---------- Data supplied ----------
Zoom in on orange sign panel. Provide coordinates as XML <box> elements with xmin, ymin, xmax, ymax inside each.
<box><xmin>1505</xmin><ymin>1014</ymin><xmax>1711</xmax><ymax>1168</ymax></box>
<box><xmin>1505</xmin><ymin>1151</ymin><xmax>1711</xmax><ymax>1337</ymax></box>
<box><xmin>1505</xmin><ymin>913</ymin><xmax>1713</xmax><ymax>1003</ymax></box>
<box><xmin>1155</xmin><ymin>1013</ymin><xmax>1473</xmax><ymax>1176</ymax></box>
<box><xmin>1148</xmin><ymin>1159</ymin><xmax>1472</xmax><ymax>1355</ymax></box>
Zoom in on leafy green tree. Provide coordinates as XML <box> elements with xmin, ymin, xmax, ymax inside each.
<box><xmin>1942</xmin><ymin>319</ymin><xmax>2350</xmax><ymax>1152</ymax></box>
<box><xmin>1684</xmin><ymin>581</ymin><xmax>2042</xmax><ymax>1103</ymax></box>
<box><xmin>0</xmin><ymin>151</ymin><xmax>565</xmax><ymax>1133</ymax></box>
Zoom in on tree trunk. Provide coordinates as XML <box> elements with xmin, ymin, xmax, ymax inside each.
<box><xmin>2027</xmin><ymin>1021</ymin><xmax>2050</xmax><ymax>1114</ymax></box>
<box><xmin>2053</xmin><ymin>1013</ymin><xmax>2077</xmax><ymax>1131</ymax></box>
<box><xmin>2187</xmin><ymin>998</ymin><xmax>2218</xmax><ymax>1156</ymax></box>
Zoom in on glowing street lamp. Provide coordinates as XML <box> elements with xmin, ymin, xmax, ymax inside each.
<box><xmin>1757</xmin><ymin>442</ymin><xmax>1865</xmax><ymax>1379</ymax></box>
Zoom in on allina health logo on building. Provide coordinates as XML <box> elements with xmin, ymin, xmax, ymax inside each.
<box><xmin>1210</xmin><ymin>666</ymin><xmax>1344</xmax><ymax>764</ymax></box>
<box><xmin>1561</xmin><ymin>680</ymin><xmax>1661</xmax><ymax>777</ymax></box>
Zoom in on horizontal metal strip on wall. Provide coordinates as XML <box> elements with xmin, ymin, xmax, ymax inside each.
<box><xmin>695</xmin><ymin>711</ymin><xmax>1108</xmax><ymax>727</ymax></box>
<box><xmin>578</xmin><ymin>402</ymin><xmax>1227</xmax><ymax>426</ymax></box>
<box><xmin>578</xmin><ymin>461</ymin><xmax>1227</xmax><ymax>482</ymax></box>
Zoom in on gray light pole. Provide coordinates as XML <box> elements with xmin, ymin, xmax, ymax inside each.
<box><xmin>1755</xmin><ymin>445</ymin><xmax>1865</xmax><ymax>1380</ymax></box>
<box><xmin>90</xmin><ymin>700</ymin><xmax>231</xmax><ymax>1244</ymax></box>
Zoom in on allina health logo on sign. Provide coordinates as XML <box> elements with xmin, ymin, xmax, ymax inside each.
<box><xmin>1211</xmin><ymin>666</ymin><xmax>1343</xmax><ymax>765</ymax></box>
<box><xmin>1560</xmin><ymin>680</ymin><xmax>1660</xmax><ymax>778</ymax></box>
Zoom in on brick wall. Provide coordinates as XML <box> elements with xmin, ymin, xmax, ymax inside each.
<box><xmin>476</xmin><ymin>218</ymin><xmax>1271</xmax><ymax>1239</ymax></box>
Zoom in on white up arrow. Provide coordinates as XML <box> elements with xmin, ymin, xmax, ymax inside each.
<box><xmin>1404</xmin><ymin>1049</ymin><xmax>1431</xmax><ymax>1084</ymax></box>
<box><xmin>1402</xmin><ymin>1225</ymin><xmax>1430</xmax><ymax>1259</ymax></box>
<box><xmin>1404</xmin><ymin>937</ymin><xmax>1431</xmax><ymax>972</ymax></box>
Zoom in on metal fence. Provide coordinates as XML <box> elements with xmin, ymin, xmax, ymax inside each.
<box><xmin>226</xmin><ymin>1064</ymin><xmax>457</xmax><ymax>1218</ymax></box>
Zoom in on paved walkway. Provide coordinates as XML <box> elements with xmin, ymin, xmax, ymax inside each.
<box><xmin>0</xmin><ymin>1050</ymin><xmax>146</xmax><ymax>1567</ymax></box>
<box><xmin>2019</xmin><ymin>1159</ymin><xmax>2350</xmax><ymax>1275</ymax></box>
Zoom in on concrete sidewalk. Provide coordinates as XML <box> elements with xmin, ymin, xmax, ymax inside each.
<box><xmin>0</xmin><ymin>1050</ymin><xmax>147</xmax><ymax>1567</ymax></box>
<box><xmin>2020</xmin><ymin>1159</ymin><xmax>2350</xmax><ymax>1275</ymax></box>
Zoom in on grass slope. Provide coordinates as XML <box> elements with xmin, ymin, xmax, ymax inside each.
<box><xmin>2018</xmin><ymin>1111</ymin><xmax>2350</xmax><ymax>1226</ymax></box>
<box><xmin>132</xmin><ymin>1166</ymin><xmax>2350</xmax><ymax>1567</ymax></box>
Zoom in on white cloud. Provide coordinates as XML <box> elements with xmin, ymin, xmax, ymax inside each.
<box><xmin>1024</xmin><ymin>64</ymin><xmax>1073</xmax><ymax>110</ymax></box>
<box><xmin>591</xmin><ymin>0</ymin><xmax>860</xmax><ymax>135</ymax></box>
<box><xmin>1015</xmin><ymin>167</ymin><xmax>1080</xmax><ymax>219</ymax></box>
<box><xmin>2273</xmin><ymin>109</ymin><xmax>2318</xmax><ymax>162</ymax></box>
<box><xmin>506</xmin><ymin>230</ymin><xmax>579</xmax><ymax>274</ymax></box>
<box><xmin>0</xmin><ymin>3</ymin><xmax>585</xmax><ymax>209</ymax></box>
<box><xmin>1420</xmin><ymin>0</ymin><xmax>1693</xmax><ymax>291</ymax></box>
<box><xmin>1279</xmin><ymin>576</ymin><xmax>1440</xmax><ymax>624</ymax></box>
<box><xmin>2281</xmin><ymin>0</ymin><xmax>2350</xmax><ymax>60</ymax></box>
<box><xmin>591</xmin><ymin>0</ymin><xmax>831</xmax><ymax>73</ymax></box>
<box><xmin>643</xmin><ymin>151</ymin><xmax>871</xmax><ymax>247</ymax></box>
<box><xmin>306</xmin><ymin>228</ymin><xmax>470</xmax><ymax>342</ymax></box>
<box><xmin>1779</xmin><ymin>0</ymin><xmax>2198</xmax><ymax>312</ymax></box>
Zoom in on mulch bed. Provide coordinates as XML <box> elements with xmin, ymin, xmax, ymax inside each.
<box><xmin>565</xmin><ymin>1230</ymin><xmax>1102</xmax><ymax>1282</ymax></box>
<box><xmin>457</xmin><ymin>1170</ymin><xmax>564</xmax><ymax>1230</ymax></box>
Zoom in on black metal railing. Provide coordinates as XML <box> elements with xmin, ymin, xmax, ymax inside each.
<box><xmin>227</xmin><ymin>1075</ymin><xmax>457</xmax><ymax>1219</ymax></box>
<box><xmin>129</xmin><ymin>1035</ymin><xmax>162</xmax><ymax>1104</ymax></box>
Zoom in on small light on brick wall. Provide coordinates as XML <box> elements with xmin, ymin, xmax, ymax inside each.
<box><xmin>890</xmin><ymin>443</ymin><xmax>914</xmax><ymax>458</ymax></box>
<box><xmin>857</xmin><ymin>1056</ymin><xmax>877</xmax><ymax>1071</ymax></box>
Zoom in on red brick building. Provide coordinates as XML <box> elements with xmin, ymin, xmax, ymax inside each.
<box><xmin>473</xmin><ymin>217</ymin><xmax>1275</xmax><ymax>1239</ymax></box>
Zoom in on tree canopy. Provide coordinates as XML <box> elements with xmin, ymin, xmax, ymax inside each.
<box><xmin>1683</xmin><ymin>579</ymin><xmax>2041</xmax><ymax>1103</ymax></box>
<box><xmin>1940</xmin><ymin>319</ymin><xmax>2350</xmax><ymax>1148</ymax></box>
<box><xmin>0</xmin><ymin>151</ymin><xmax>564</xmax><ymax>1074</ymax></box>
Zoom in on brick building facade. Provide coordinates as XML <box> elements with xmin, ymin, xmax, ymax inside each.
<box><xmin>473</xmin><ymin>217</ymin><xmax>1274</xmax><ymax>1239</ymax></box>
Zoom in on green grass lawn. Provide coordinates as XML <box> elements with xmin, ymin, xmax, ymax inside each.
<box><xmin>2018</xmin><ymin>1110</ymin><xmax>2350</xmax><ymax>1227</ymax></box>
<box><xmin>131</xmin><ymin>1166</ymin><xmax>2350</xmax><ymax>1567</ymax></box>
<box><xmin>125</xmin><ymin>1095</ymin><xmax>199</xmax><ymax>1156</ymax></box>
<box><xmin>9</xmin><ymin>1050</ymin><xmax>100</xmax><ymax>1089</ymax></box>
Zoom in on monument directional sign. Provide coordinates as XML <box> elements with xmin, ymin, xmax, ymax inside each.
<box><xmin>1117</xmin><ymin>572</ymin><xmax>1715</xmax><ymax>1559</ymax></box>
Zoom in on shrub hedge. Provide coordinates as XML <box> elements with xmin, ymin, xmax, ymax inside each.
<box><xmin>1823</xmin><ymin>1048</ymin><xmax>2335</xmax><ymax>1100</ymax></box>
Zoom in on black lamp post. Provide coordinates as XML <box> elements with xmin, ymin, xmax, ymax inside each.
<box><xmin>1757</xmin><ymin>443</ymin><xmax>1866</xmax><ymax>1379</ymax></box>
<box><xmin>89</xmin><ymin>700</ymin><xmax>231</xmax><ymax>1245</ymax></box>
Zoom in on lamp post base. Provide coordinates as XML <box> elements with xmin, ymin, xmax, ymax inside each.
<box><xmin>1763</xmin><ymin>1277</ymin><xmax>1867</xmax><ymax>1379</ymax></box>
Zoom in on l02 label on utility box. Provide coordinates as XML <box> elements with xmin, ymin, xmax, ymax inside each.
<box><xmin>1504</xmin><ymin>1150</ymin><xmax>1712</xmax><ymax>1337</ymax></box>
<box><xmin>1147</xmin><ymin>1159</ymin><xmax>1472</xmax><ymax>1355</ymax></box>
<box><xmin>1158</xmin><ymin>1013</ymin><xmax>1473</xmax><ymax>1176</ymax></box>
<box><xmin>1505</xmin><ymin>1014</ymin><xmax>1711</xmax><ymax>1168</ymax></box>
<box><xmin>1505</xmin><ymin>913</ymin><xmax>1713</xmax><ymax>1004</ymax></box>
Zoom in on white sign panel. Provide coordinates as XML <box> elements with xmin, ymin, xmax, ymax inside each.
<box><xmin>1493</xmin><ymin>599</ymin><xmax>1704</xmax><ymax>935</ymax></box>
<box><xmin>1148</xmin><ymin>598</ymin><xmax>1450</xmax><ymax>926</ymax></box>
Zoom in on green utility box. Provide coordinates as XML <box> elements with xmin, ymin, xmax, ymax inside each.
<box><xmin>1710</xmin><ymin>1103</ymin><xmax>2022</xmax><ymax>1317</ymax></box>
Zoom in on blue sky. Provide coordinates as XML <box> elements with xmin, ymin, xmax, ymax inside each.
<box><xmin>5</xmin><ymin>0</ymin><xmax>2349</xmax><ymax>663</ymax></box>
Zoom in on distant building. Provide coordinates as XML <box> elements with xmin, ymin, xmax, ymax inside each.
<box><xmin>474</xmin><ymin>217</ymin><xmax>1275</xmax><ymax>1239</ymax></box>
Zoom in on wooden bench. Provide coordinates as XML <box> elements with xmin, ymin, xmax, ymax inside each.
----------
**Brief:** Set down, word for word, every line from the line that holds "Zoom in on blue" to the end of the entries above, including both ends.

**Written solution:**
Zoom in on blue sky. Provide coordinates as XML <box> elements with xmin, ymin, xmax, ymax inside each.
<box><xmin>5</xmin><ymin>0</ymin><xmax>2349</xmax><ymax>663</ymax></box>
Zoom in on distant building. Provide coordinates as XML <box> elements with xmin, ymin, xmax, ymax inside each.
<box><xmin>474</xmin><ymin>217</ymin><xmax>1275</xmax><ymax>1239</ymax></box>
Zoom in on wooden bench. Provide coordinates as XML <box> elements with xmin, ymin, xmax, ymax inside each.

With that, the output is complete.